§ PROVIDED INFORMATION
·····

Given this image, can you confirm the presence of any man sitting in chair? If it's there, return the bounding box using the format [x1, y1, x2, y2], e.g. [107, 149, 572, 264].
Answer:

·····

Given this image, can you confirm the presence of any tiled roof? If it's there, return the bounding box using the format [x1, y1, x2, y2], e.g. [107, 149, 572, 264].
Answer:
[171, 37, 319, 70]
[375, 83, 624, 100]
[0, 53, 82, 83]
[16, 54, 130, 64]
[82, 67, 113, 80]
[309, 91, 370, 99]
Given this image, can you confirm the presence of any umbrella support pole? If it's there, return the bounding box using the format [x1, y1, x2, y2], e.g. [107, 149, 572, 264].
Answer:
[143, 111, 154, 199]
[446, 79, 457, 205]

·····

§ WHAT IS BEING ASKED
Reproduce verbatim the portion of the records that begins with the line containing "Given this image, can you confirm the presence of any tiled" and ends with the line containing "[446, 79, 457, 205]", including both of those lines.

§ OUTPUT FOR THIS TASK
Given this image, can you confirm the presence of any tiled roof? If it's there, return the bounding box using the format [x1, y1, x2, y2], e.g. [107, 149, 572, 264].
Answer:
[171, 37, 319, 70]
[375, 83, 624, 100]
[0, 53, 82, 83]
[16, 54, 130, 64]
[82, 67, 113, 80]
[309, 91, 370, 99]
Given this image, can you confirm the presence of any umbrella support pole? If it's there, return the bounding box using the format [x1, y1, x2, y2], e.g. [107, 149, 572, 264].
Answer:
[143, 111, 154, 199]
[446, 79, 457, 205]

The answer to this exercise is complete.